— Instructions to follow —
Scan the data below for the string "poppy". Show every line where it turns up.

Image-grounded pointing data:
+===+
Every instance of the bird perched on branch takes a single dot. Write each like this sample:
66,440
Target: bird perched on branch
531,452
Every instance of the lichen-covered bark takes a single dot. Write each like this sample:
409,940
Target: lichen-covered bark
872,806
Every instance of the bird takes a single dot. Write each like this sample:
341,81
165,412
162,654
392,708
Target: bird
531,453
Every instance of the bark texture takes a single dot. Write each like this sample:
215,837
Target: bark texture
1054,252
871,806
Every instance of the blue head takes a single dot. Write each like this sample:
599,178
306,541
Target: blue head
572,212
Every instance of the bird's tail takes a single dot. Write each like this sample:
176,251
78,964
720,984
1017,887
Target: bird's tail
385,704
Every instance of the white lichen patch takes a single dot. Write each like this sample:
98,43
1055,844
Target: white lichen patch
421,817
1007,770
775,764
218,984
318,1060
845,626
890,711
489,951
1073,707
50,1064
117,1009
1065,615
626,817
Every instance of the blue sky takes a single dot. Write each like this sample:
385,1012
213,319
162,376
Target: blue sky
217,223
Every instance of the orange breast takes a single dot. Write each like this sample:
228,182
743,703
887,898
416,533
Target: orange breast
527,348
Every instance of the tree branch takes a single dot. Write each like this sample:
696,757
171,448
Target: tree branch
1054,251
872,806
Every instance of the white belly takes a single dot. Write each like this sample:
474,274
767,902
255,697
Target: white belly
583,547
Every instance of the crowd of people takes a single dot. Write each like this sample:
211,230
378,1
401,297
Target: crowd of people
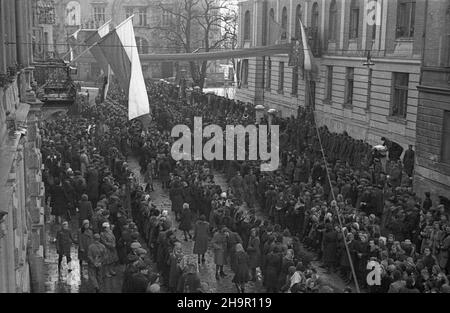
353,207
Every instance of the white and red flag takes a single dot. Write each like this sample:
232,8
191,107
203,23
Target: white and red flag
120,50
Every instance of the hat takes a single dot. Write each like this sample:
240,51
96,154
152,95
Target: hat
154,288
135,245
141,251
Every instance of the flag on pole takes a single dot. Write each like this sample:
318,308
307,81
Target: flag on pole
73,42
275,31
309,63
105,85
101,32
120,50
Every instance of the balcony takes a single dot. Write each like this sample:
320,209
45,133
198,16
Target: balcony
314,41
46,12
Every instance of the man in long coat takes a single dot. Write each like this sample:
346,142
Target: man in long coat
96,256
201,233
250,188
219,244
176,196
408,161
92,181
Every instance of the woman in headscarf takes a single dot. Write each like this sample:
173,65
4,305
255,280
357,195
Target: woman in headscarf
241,274
108,239
59,202
254,252
219,244
273,269
176,263
201,233
186,221
286,263
85,238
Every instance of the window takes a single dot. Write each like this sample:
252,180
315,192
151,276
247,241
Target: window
73,13
332,27
166,19
349,85
329,86
247,25
406,11
298,17
99,14
354,19
315,17
374,26
295,80
245,73
142,45
445,143
400,94
143,17
448,51
129,11
281,77
284,24
312,94
270,25
369,87
269,74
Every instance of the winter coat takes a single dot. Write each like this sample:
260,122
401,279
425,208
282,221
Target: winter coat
201,231
272,270
254,252
85,239
175,263
176,196
241,269
219,244
108,239
186,220
58,201
85,210
329,241
96,254
92,184
64,241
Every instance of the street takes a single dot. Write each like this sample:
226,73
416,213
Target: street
74,283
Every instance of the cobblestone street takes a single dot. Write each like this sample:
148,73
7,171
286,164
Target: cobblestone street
72,282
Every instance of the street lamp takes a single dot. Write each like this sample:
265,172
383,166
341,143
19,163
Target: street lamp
259,112
271,113
369,63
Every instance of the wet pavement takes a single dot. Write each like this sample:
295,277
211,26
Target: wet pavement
73,282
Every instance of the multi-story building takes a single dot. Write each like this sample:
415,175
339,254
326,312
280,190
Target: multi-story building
148,21
22,235
433,118
368,102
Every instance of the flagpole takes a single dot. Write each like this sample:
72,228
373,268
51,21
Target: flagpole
84,41
70,49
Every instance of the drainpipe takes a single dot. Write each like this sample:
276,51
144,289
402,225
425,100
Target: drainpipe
423,41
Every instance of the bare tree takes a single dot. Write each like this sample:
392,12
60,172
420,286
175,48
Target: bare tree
195,25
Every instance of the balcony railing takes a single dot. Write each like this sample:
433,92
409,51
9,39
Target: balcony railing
314,41
46,12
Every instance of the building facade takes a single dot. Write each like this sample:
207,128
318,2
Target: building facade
368,102
22,235
148,20
433,119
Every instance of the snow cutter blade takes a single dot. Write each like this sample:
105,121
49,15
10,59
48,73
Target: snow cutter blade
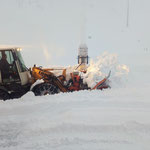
102,84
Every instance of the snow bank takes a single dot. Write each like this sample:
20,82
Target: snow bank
115,118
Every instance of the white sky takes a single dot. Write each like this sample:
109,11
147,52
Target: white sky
50,31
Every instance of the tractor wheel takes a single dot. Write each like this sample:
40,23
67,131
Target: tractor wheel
44,89
4,95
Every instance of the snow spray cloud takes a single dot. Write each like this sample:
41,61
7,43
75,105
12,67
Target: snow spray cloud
100,68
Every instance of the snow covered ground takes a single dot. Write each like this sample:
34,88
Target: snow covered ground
116,118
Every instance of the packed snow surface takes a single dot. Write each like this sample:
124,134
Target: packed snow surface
112,119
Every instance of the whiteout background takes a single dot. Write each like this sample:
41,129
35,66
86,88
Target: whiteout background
50,32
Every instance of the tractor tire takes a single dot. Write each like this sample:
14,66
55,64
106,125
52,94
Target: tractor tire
44,89
4,95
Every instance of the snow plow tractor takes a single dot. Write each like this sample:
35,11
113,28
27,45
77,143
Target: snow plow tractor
16,79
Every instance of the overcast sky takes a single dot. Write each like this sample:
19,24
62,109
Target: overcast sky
50,31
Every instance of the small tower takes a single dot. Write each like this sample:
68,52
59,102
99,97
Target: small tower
83,57
83,54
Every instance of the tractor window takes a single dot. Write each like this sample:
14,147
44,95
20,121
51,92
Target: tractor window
21,62
8,67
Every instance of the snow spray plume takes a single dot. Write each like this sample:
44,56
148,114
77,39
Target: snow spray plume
99,68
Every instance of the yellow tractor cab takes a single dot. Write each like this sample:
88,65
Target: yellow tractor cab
15,78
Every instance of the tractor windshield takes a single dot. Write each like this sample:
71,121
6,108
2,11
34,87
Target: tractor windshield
21,62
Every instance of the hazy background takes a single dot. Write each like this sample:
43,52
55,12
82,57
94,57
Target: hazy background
50,31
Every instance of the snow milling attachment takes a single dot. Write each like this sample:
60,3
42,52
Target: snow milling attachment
44,89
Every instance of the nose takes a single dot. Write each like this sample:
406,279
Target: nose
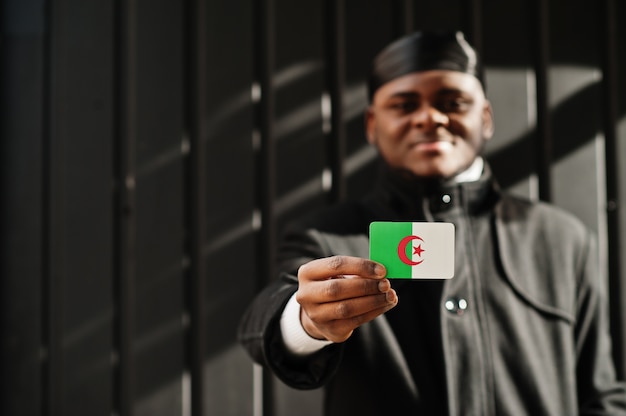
429,117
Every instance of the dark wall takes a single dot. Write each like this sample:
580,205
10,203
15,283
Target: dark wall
151,151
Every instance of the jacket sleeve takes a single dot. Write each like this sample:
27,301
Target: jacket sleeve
598,390
259,328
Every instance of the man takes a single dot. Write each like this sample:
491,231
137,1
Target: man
521,328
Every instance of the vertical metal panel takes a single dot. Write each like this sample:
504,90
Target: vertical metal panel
543,135
232,217
509,74
610,91
361,44
159,244
335,75
404,16
265,162
23,218
300,109
80,239
195,183
125,260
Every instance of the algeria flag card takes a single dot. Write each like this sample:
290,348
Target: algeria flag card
413,250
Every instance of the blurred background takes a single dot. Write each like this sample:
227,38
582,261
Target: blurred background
151,151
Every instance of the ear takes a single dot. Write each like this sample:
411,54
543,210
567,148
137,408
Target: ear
370,125
488,123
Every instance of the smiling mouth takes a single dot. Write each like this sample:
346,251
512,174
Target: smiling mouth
433,145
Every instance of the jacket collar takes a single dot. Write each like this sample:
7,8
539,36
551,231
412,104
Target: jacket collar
402,196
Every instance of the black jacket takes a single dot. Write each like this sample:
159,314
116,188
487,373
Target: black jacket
520,330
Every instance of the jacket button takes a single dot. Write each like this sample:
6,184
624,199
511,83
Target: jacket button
456,305
450,305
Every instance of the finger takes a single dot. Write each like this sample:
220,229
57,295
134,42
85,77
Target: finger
340,330
340,289
350,309
328,267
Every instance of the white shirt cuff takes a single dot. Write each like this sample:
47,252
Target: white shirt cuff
296,339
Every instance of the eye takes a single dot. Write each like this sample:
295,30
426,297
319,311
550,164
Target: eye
454,105
403,106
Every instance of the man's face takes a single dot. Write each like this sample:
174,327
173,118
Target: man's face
431,123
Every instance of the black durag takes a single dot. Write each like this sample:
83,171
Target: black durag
423,51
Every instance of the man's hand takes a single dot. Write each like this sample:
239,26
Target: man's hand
338,294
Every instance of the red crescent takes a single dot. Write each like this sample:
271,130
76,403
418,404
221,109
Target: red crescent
402,250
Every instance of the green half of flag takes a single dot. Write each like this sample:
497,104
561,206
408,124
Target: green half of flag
387,247
413,250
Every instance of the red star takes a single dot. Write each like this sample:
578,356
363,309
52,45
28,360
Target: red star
418,250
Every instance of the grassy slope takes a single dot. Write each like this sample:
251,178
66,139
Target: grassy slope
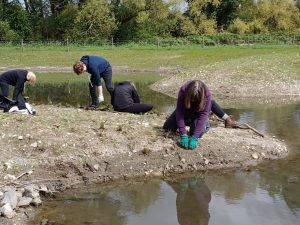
138,58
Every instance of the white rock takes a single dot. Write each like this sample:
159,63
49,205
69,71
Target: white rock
10,197
24,201
96,167
9,177
34,144
254,156
36,201
7,211
7,165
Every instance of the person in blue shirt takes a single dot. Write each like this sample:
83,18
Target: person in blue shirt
17,79
98,68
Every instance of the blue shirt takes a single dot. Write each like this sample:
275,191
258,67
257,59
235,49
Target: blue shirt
96,66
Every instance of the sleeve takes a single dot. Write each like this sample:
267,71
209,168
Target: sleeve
95,77
135,96
203,115
18,88
180,113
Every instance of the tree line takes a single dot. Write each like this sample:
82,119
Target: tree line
142,19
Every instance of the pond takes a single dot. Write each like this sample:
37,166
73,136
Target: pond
268,194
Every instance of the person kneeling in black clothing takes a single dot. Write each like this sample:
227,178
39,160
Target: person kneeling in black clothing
16,78
126,99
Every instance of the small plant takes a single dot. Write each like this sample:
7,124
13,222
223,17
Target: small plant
102,125
146,151
120,127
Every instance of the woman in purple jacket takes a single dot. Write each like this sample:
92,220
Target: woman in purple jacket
194,104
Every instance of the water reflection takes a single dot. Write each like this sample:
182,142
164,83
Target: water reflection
192,200
269,194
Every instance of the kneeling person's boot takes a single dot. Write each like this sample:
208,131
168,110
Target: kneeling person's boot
231,123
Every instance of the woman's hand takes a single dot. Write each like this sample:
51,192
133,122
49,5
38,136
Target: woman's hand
193,143
184,141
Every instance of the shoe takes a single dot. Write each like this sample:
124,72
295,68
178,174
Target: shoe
101,98
93,107
231,123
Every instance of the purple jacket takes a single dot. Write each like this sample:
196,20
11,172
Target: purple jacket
182,112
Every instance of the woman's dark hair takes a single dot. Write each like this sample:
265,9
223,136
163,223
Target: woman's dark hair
194,96
78,67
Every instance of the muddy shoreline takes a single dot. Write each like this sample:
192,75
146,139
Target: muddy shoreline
72,147
68,147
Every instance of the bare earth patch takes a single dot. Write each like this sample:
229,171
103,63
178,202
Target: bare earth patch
65,146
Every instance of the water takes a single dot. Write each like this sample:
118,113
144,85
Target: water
268,194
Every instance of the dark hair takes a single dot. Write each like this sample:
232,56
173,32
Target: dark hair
194,96
78,67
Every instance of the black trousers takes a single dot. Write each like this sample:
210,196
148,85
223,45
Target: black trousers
171,123
107,77
20,100
4,89
137,108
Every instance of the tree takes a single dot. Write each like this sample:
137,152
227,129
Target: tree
227,11
203,14
17,18
95,20
6,33
270,16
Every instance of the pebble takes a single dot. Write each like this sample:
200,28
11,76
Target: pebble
254,156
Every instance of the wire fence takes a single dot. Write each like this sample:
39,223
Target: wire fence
202,41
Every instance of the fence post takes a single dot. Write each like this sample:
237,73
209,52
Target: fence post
68,45
22,46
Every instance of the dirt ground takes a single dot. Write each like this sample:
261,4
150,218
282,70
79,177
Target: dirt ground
66,147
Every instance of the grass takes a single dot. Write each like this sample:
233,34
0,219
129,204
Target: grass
183,57
61,78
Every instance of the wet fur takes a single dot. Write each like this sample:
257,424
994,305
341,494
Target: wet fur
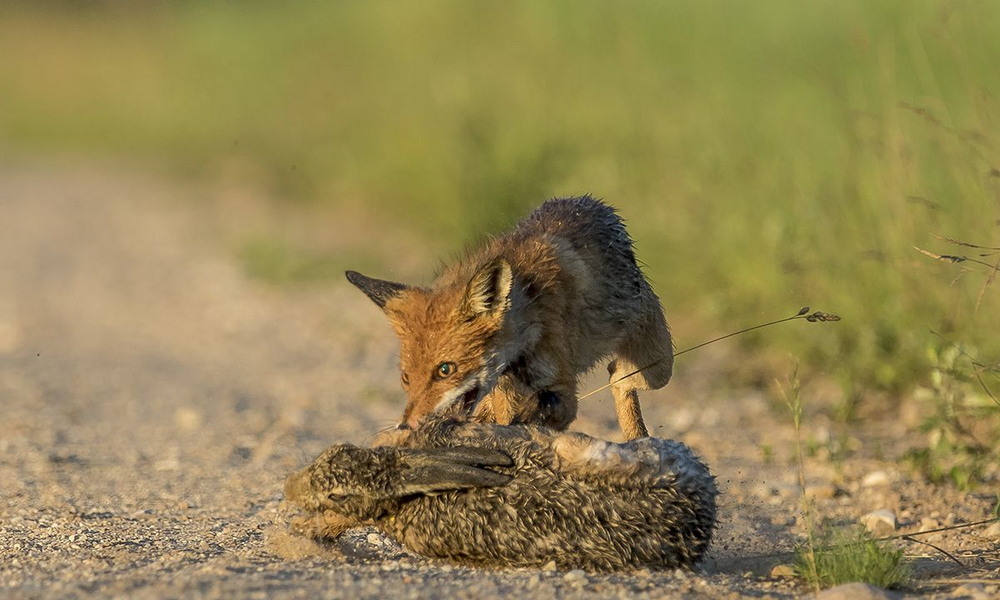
526,314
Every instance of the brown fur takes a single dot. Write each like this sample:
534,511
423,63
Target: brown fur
483,494
519,320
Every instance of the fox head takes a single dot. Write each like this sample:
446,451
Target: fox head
455,337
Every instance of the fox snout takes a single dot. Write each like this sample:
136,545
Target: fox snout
459,402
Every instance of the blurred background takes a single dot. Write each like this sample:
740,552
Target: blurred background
766,155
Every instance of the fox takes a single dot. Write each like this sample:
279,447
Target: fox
503,334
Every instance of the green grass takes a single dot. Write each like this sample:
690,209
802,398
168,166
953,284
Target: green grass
848,555
767,155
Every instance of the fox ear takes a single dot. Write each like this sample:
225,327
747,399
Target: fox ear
489,290
379,290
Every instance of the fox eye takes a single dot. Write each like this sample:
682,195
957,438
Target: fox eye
444,370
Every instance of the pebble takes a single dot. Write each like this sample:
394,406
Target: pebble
879,522
857,591
992,532
972,591
876,479
821,491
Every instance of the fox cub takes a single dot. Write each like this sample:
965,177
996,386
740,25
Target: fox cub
503,334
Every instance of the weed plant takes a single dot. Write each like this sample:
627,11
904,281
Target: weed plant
848,555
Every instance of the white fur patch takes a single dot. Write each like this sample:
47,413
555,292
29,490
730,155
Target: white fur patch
455,394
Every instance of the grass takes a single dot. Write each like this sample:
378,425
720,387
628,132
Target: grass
766,154
831,557
848,555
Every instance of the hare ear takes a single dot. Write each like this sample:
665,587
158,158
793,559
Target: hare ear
488,292
379,290
443,469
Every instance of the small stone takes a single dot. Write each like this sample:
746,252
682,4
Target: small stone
876,479
575,576
856,591
992,532
879,522
821,491
782,572
972,591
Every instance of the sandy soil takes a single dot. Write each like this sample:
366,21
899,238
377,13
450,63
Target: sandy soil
154,399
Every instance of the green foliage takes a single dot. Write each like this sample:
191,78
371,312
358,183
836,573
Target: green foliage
964,421
848,555
766,154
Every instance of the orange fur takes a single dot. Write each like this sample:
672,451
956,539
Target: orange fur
504,334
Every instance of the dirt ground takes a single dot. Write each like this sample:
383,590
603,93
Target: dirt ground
154,399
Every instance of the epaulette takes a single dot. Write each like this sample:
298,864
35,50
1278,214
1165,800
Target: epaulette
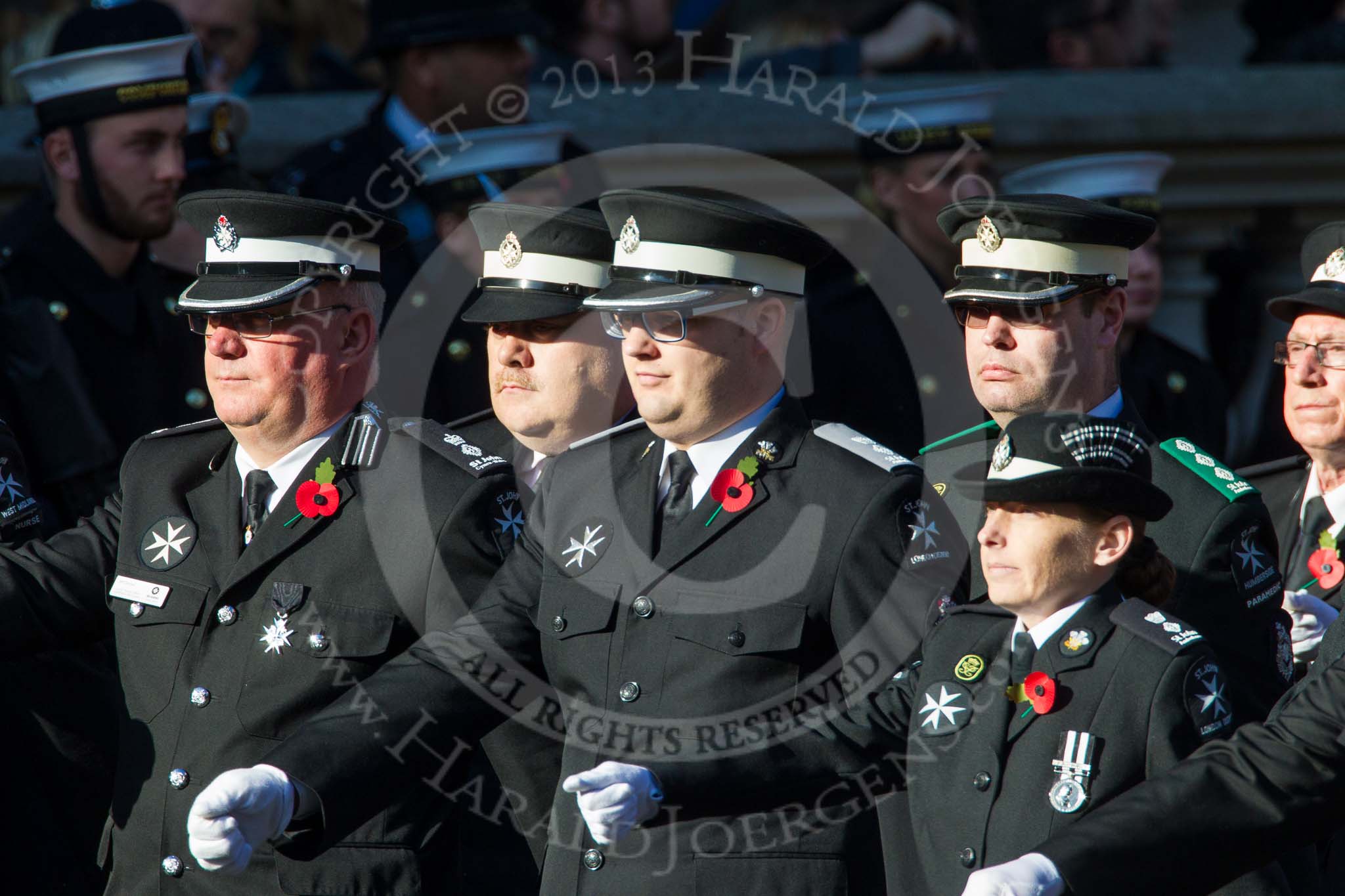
363,437
1156,626
607,433
947,440
186,427
471,418
440,440
861,445
1270,468
1215,475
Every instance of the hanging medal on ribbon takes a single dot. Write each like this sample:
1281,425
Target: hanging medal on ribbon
286,597
1074,765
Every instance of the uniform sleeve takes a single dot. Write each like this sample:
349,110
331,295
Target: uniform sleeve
1232,806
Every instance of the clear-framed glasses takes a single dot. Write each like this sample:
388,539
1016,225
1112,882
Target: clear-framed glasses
665,326
1292,354
249,324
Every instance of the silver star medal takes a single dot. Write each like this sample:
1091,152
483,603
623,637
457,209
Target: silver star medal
276,636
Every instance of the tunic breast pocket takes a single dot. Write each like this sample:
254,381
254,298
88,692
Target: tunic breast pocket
331,648
151,640
716,637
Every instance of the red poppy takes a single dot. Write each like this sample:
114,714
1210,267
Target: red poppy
+===+
— Task result —
Every instance of the red poppy takes a single dot. Write each like this sample:
Target: red poppy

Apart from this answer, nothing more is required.